→ **Problem requirements**: Copy out the rows below from the line containing "In this exercise you will tag every instance of the dark" through the line containing "<point>854,131</point>", keeping each line the same and leaving out any pictures.

[Records from a collection]
___
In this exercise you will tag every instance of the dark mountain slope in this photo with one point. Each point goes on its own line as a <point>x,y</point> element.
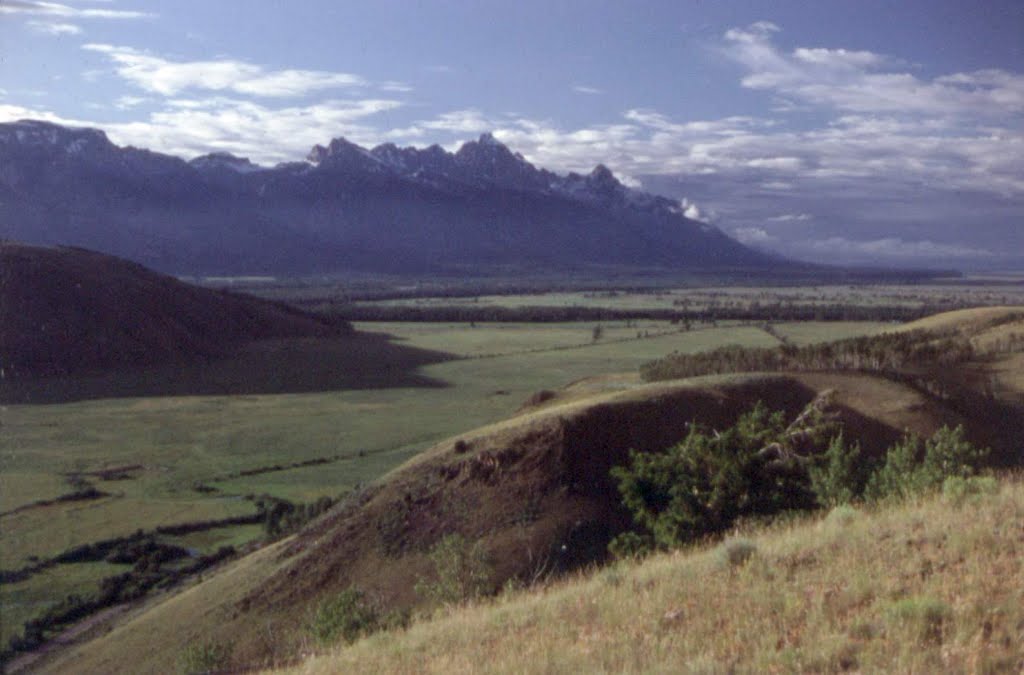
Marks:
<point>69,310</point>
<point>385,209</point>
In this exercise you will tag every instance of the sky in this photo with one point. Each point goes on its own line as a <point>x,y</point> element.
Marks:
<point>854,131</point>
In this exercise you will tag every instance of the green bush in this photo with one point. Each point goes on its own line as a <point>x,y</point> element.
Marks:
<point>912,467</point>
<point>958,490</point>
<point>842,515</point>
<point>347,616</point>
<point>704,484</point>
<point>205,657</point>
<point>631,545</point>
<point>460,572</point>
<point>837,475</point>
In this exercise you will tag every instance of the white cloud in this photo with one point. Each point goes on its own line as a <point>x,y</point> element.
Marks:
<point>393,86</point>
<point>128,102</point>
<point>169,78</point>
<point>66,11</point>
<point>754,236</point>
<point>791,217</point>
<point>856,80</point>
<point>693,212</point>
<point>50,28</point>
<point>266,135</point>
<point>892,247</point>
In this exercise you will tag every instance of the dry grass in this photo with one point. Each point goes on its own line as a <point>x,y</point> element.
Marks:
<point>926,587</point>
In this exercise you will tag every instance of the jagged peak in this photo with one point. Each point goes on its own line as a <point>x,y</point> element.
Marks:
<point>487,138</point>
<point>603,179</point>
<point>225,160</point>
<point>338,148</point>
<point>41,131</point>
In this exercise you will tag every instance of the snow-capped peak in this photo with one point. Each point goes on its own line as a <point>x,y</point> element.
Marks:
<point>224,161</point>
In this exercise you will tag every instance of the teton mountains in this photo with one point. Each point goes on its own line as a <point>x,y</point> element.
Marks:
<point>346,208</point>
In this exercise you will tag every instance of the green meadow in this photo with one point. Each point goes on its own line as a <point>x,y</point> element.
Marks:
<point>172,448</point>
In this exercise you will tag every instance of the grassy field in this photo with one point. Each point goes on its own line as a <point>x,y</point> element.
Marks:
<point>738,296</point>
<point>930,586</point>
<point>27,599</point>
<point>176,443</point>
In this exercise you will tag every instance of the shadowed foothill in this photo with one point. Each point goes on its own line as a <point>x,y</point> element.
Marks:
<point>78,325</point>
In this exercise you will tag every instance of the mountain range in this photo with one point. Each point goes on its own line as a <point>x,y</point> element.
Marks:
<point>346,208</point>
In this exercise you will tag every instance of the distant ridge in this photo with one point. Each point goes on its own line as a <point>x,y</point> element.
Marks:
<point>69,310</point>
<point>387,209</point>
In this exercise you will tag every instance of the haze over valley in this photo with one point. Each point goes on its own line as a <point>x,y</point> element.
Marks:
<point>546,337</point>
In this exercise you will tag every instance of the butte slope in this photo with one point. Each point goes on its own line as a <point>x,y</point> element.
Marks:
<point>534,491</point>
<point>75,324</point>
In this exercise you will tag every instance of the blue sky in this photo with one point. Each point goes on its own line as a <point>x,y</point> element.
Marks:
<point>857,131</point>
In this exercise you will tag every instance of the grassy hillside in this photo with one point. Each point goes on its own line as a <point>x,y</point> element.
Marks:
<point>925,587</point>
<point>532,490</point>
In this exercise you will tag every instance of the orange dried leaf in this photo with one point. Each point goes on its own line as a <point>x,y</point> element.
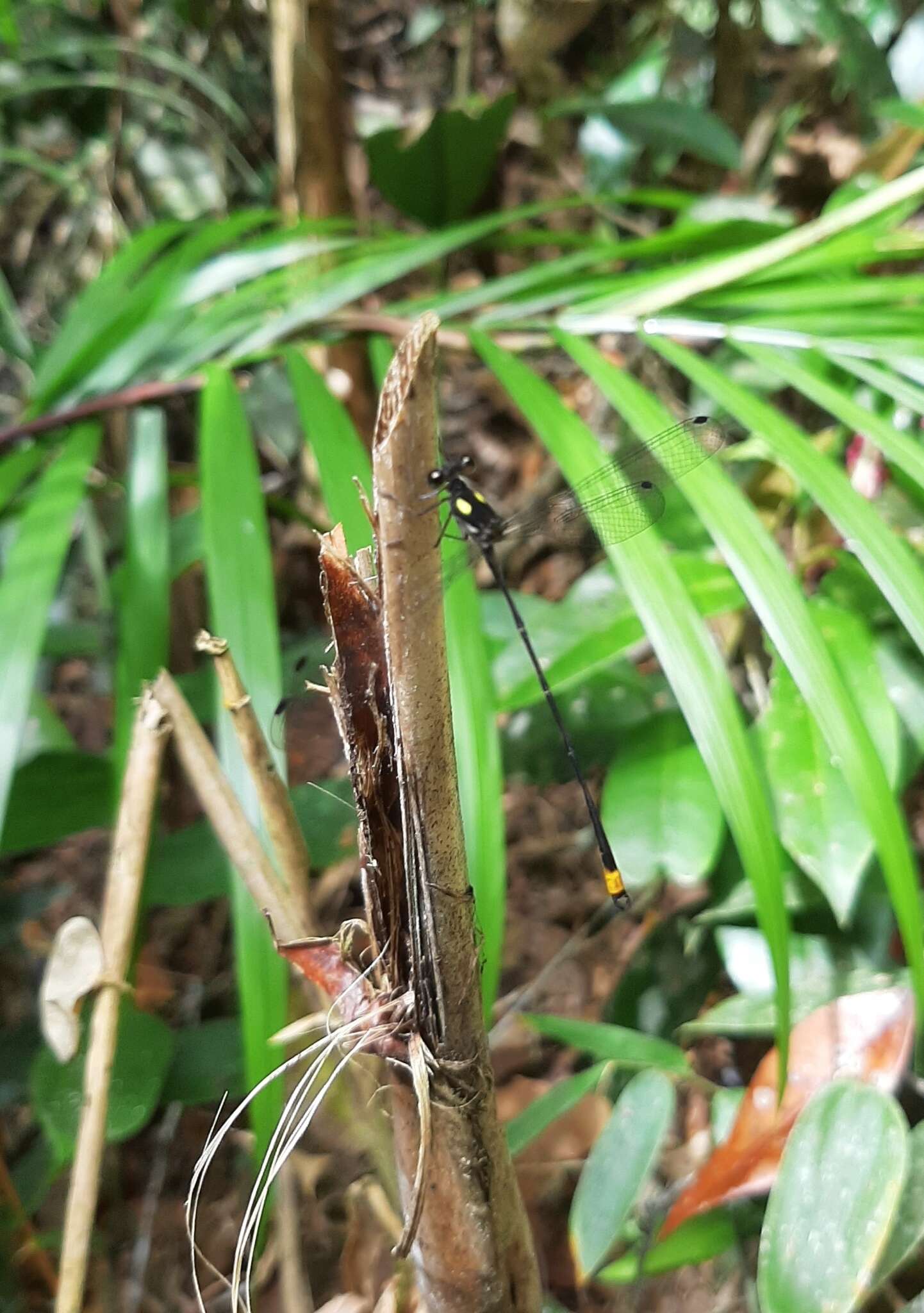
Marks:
___
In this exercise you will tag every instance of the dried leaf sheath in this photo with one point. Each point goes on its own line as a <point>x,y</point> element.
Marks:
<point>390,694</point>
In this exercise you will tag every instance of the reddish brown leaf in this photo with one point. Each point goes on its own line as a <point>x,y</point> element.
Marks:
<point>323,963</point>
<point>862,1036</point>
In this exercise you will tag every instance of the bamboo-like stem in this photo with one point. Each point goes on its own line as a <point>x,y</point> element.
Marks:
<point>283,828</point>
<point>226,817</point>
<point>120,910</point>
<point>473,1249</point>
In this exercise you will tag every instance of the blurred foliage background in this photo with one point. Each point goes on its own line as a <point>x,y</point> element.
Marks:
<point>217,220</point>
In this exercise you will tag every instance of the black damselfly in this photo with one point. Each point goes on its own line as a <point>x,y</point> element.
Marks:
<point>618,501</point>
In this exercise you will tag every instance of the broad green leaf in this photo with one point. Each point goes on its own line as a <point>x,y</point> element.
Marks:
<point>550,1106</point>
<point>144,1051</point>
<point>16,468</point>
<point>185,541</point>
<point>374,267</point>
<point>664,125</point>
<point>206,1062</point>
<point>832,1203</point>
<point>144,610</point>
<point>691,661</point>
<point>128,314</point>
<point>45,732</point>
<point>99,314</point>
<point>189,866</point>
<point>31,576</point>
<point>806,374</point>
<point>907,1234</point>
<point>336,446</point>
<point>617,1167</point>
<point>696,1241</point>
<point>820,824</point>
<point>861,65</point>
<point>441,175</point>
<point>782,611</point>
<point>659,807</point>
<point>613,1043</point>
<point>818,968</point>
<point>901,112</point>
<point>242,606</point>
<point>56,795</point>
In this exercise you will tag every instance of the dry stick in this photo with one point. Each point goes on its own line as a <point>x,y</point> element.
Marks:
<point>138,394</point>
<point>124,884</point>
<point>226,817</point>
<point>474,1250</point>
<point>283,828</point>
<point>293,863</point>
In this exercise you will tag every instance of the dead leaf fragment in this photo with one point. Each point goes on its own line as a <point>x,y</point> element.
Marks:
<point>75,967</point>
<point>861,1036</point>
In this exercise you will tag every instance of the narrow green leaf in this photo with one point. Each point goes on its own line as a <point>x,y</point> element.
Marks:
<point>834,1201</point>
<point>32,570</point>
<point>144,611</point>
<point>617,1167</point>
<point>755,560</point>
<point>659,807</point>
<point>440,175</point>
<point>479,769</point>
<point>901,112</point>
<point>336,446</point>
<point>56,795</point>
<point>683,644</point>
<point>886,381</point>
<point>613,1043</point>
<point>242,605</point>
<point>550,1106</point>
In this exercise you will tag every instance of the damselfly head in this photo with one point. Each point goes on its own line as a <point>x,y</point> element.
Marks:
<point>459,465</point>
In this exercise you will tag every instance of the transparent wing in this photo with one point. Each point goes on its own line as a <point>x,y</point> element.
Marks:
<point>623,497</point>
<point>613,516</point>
___
→ **Completed exercise**:
In this exercise you will tag every instance of the dark mountain slope in this photo with one point. Each point goes on its own line as a <point>x,y</point> element.
Marks:
<point>69,310</point>
<point>385,209</point>
In this exercise you will tag every instance of the sky in this photo with one point. Each point goes on its own line as a <point>x,y</point> element.
Marks:
<point>854,131</point>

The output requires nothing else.